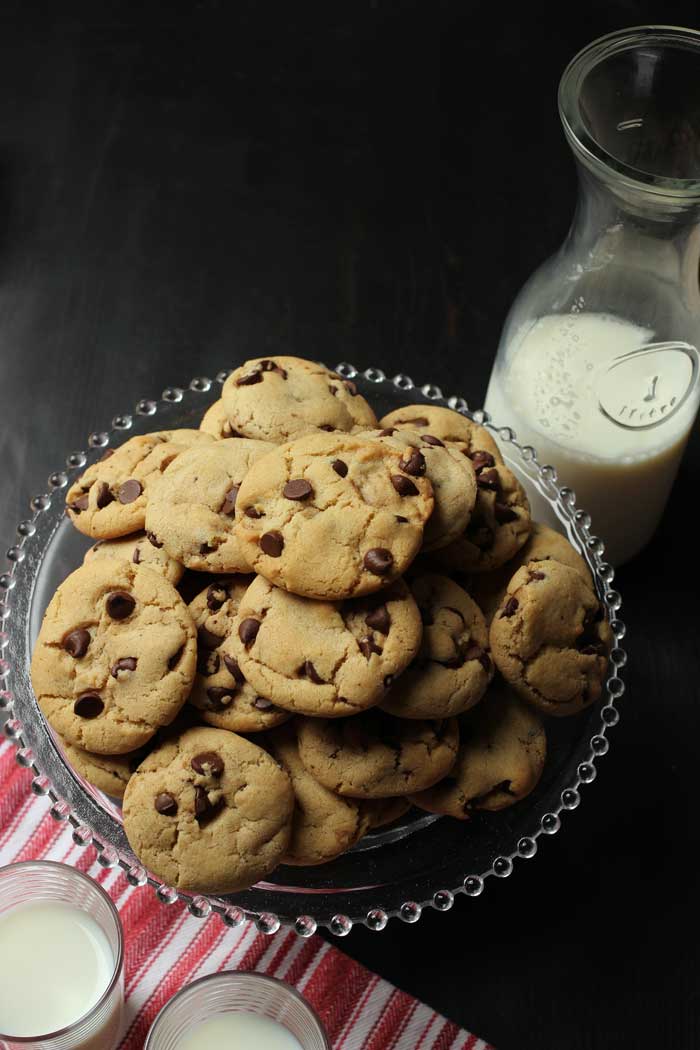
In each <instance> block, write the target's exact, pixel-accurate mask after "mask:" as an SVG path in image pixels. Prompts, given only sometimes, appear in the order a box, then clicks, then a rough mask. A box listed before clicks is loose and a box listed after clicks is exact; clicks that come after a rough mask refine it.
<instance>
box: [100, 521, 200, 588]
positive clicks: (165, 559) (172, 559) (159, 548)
mask: <svg viewBox="0 0 700 1050" xmlns="http://www.w3.org/2000/svg"><path fill="white" fill-rule="evenodd" d="M96 558H116V559H123V560H124V561H127V562H133V564H134V565H147V566H148V567H149V569H155V571H156V572H162V573H163V575H164V576H165V577H166V580H167V581H168V582H169V583H171V584H173V586H177V584H178V583H179V581H181V580H182V579H183V573H184V572H185V566H184V565H182V564H181V563H179V562H176V561H175V559H174V558H171V556H170V554H168V552H167V551H166V550H164V549H163V548H162V547H154V546H153V544H152V543H151V542H150V540H149V539H148V537H147V535H146V533H145V532H134V533H133V534H132V535H123V537H120V539H119V540H98V542H97V543H94V544H93V545H92V546H91V547H90V548H89V549H88V550H87V552H86V554H85V558H84V559H83V561H84V562H85V564H88V563H89V562H91V561H93V559H96Z"/></svg>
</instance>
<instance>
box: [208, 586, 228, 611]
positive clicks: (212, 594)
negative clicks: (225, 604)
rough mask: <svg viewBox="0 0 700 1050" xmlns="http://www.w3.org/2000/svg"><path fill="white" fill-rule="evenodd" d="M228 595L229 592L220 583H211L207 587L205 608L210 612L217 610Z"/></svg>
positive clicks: (225, 598)
mask: <svg viewBox="0 0 700 1050" xmlns="http://www.w3.org/2000/svg"><path fill="white" fill-rule="evenodd" d="M228 597H229V592H228V590H227V589H226V587H222V586H221V584H211V586H210V587H208V588H207V608H208V609H211V611H212V612H218V610H219V609H220V608H221V606H222V605H224V603H225V602H226V601H227V598H228Z"/></svg>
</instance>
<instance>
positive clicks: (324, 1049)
mask: <svg viewBox="0 0 700 1050" xmlns="http://www.w3.org/2000/svg"><path fill="white" fill-rule="evenodd" d="M227 1013H253V1014H257V1016H259V1017H268V1018H269V1020H270V1021H276V1022H277V1024H279V1025H281V1026H282V1027H283V1028H285V1029H287V1030H288V1031H289V1032H291V1034H292V1035H294V1037H295V1038H296V1039H297V1042H298V1043H299V1044H300V1046H301V1048H302V1050H331V1047H330V1044H328V1041H327V1038H326V1036H325V1032H324V1031H323V1026H322V1025H321V1022H320V1021H319V1018H318V1016H317V1015H316V1012H315V1011H314V1010H313V1009H312V1007H311V1006H310V1005H309V1003H307V1002H306V1001H305V1000H304V999H303V996H301V995H300V994H299V992H297V991H295V990H294V988H291V987H290V986H289V985H287V984H284V982H283V981H278V980H277V979H276V978H269V976H266V975H263V974H261V973H234V972H232V971H226V972H224V973H212V974H210V975H209V976H206V978H199V980H198V981H193V982H192V984H189V985H186V987H185V988H183V989H182V990H181V991H178V992H177V994H176V995H173V997H172V999H171V1000H170V1002H169V1003H166V1005H165V1006H164V1007H163V1009H162V1010H161V1012H160V1013H158V1015H157V1016H156V1018H155V1021H154V1022H153V1025H152V1026H151V1030H150V1031H149V1033H148V1036H147V1038H146V1043H145V1044H144V1050H177V1048H178V1047H179V1046H181V1043H182V1039H183V1038H184V1037H185V1036H186V1035H188V1034H189V1033H190V1032H192V1030H193V1029H195V1028H196V1026H197V1025H199V1024H201V1022H203V1021H209V1020H210V1018H211V1017H217V1016H221V1015H224V1014H227Z"/></svg>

■ **Task requirements**
Pick each line holding "rough" out of the entries above and return it.

■ **Final answer**
In each <instance> block, write the target's exact, pixel-accurate mask after "mask:" as an SVG path in image pixels. Prompts, given only sometimes, appear in the order a box, then clicks, then a rough mask. A box listed before clicks is loose and a box listed after clicks is exact; clicks that come after a rough mask refine it.
rough mask: <svg viewBox="0 0 700 1050" xmlns="http://www.w3.org/2000/svg"><path fill="white" fill-rule="evenodd" d="M228 595L229 592L220 583H211L207 587L205 608L210 612L217 610Z"/></svg>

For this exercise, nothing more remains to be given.